### Given passage
Saturday, March 27, 2010

Float Like A Butterfly

The sky is falling. Socialized medicine. New taxes. Rationed healthcare. Government takeover. Euthanasia. Still, the U.S. Congress passed a Health Care Reform Bill, and President Obama signed it into law. Although serious information on the subject has been out shouted by the sound and fury of the politics, some facts can now begin to trickle down. Among them, the new Health Care Reform Law provides:

Insurance companies may not deny coverage of Pre-Existing Conditions, cancel your coverage because you get sick, or impose lifetime and annual caps on coverage.

Small businesses will get a tax credit for providing employees health insurance. A tax credit is worth more than a tax deduction, because it is full strength real money, not just a percentage of something.

Your kids can be covered longer on your health insurance, now that they can not find jobs, even after you have taken out a home equity loan to send them to college.

Definitions for Medicare eligibility will add some poor people less poor than those previously included.

Seniors will get a $250 rebate to help fill the $3,454 "doughnut hole" in Medicare prescription drugs coverage. The rebate may go further for savvy seniors who order medications from Canada and elsewhere in the world not in on the U.S. Big Pharma Fix.

I was an early supporter of Barack Obama’s candidacy for President but often a silent critic of his campaign. I did not feel that he was aggressive enough in countering his opponents. Hillary Clinton would have made chitterlings of anyone who dared to say such ugly things about her. But Obama has accomplished two things Hillary did not. He became President, and he passed Health Care Reform. It is not the national health care plan every other civilized country in the world has, not even close. But as Vice President Joe Biden insists, it's a "big f***ing deal."

### What this exercise asks
• 1. List every person mentioned by name in the post on health care reform.
• 2. Resume the post on health care reform, picking up after its final sentence.
These records come from a separate source, not from the post.

Saved entries
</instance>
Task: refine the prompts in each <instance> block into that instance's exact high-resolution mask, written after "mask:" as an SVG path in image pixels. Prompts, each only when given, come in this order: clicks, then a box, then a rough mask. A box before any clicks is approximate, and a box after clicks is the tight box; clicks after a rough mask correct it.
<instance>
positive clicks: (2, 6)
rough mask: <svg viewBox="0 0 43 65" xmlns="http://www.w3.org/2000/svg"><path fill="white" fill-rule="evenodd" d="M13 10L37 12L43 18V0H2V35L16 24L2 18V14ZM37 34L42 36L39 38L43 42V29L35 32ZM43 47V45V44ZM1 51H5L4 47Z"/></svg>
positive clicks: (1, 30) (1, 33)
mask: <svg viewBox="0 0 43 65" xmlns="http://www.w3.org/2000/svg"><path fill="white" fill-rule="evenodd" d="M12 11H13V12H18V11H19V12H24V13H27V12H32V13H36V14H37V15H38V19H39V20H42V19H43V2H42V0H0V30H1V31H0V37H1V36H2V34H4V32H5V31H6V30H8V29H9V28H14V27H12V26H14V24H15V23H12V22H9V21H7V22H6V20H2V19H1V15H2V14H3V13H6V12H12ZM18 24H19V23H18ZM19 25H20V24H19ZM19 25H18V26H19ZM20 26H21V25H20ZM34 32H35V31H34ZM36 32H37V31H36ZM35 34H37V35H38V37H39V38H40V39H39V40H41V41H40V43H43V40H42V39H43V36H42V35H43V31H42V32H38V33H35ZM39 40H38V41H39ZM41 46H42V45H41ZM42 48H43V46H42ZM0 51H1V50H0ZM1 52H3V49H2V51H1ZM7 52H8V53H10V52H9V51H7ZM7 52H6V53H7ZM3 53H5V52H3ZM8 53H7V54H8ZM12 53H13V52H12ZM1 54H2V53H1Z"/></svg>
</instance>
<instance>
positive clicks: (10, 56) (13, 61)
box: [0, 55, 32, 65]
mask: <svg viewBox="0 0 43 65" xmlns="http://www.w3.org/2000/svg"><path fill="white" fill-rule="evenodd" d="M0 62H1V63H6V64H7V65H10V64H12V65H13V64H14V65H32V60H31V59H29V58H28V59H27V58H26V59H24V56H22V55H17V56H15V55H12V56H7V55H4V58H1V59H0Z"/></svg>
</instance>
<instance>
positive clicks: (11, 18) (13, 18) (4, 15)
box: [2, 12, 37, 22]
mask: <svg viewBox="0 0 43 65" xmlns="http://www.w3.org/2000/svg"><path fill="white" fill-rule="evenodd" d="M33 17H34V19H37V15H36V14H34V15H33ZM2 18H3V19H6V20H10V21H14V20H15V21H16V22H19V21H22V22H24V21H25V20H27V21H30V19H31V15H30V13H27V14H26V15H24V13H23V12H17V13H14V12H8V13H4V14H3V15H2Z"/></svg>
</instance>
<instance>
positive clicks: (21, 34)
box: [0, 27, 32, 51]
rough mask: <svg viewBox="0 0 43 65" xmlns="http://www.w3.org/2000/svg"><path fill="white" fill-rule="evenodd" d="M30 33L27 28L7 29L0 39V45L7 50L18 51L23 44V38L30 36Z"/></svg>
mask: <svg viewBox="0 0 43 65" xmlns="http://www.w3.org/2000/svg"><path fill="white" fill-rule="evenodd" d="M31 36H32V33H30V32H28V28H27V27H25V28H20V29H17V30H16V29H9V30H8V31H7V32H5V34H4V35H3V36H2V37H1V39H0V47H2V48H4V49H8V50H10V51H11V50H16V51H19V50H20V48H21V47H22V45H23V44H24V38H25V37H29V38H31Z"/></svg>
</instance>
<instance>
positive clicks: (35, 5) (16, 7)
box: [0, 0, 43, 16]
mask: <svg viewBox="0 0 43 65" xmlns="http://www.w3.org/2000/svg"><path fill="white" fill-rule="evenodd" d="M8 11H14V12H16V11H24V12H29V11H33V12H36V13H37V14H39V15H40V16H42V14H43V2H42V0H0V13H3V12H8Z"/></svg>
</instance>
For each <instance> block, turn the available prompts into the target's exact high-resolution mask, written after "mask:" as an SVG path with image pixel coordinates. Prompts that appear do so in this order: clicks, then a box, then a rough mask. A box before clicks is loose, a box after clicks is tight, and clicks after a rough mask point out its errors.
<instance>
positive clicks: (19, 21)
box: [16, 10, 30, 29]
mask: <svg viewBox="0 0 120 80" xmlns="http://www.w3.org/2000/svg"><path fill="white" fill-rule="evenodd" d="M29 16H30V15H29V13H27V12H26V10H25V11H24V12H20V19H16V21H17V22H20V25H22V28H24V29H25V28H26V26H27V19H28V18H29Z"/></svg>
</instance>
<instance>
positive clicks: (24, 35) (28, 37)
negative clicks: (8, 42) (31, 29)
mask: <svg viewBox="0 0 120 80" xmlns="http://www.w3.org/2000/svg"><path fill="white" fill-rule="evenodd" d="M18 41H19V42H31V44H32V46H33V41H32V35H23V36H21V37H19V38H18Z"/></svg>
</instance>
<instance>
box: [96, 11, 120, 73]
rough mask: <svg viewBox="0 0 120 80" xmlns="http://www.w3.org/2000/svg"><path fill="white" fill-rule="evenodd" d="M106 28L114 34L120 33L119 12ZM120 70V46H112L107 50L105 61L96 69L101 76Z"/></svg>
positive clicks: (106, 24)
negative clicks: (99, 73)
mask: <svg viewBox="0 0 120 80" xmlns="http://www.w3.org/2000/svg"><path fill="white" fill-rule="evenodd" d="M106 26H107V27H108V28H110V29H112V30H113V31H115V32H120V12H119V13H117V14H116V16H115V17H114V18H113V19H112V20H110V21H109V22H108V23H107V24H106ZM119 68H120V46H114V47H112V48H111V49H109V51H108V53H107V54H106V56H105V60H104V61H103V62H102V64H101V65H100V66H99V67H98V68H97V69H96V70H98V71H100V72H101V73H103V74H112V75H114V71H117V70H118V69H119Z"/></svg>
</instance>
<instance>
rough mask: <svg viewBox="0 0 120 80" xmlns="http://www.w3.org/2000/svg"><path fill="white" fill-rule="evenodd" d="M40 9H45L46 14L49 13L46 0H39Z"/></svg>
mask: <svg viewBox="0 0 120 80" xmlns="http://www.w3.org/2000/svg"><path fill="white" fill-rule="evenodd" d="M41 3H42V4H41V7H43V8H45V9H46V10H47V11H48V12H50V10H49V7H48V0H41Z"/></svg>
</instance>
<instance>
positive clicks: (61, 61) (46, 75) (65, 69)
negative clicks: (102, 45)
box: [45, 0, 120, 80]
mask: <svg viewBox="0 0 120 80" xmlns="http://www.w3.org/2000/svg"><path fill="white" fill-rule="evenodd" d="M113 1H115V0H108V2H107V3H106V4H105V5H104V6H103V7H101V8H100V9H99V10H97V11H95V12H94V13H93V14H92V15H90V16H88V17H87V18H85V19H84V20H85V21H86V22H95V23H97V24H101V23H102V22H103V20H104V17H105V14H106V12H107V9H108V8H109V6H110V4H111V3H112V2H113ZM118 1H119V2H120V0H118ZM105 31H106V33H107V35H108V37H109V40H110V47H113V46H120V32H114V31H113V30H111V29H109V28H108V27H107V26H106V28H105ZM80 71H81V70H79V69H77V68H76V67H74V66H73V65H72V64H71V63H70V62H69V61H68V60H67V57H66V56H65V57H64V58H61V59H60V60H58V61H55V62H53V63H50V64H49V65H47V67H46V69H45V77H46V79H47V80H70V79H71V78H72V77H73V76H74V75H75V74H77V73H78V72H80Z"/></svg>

### Answers for the exercise
• 1. Barack Obama, Hillary Clinton, Joe Biden

• 2.
Muhammad Ali brought wit, charm, and political courage to an activity otherwise distinguished for brutality and gambling away the grocery money, boxing, of which he won the Heavyweight Championship three times. Born Cassius Clay, he renounced his “slave name” and became Muhammad Ali after joining the Nation of Islam. During the Vietnam War, he refused induction into the U.S. military. He could have pulled V.I.P. strings and taken a job being on display in a military uniform, giving boxing exhibitions and boosting the morale of the troops. Some of his generation dodged the draft; Ali stood his ground in explicit opposition to the war. He was arrested, prosecuted for draft evasion, stripped of his boxing title and his boxing license, until the U.S. Supreme Court ruled in his favor nearly four years later. As a boxer, Ali successfully used the technique of allowing his opponent to land punch after unanswered punch, until the opponent became exhausted and vulnerable. Ali himself named this “rope-a-dope.“ He had a flair for language. Describing his own unorthodox fighting style, he said that he could "float like a butterfly, sting like a bee." Maybe President Obama has a stinger somewhere, too.

1 comment:

Tina said...

That's a good 'un, Bill !!!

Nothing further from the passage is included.